[[ Given data, beginning ]]
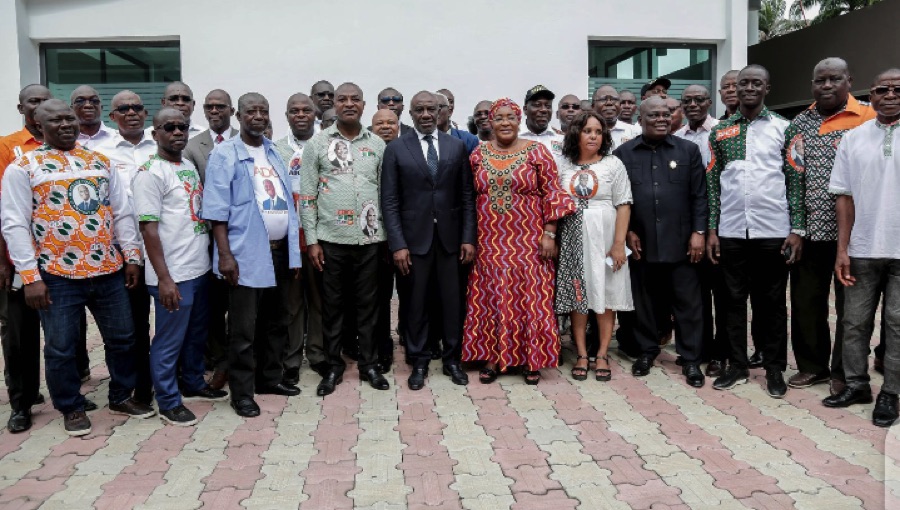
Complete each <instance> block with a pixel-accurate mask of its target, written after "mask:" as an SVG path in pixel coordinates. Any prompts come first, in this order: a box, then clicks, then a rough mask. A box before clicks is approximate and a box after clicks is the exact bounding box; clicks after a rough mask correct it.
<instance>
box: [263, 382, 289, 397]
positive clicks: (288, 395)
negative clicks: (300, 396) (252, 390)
mask: <svg viewBox="0 0 900 510" xmlns="http://www.w3.org/2000/svg"><path fill="white" fill-rule="evenodd" d="M256 393H257V394H258V395H284V396H285V397H294V396H297V395H299V394H300V388H298V387H296V386H294V385H291V384H285V383H283V382H280V383H278V384H276V385H275V386H264V387H262V388H257V389H256Z"/></svg>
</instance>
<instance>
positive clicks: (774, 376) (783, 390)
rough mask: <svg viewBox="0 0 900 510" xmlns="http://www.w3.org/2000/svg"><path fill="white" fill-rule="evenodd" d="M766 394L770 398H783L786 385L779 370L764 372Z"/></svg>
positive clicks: (782, 374) (774, 370) (785, 390)
mask: <svg viewBox="0 0 900 510" xmlns="http://www.w3.org/2000/svg"><path fill="white" fill-rule="evenodd" d="M766 392H767V393H768V394H769V396H770V397H772V398H784V395H785V393H787V384H786V383H785V382H784V374H783V373H781V370H766Z"/></svg>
[[ Given data, end ]]
Exercise: Reproduce all of the rows above word for word, leaving out the pictures.

Answer for the task:
Complete each <instance> block with a pixel-accurate mask of its target, written after "mask:" as an SVG path in pixel coordinates. Any prompts come first, in this order: a box, then clicks, then a rough mask. A box before clicks is approximate and a box after clicks is the exact bounding box; clicks after a rough mask correct it.
<instance>
box: [263, 382, 289, 397]
positive clicks: (288, 395)
negative clicks: (300, 396) (252, 390)
mask: <svg viewBox="0 0 900 510" xmlns="http://www.w3.org/2000/svg"><path fill="white" fill-rule="evenodd" d="M256 393H257V394H258V395H284V396H285V397H294V396H297V395H299V394H300V388H298V387H296V386H294V385H291V384H285V383H283V382H280V383H278V384H276V385H275V386H264V387H262V388H257V389H256Z"/></svg>
</instance>
<instance>
positive clicks: (774, 376) (783, 390)
rough mask: <svg viewBox="0 0 900 510" xmlns="http://www.w3.org/2000/svg"><path fill="white" fill-rule="evenodd" d="M766 394L770 398H783L786 385L779 370L764 372Z"/></svg>
positive clicks: (782, 374) (774, 370) (785, 390)
mask: <svg viewBox="0 0 900 510" xmlns="http://www.w3.org/2000/svg"><path fill="white" fill-rule="evenodd" d="M766 392H767V393H768V394H769V396H770V397H772V398H784V395H785V393H787V384H786V383H785V382H784V374H783V373H781V370H766Z"/></svg>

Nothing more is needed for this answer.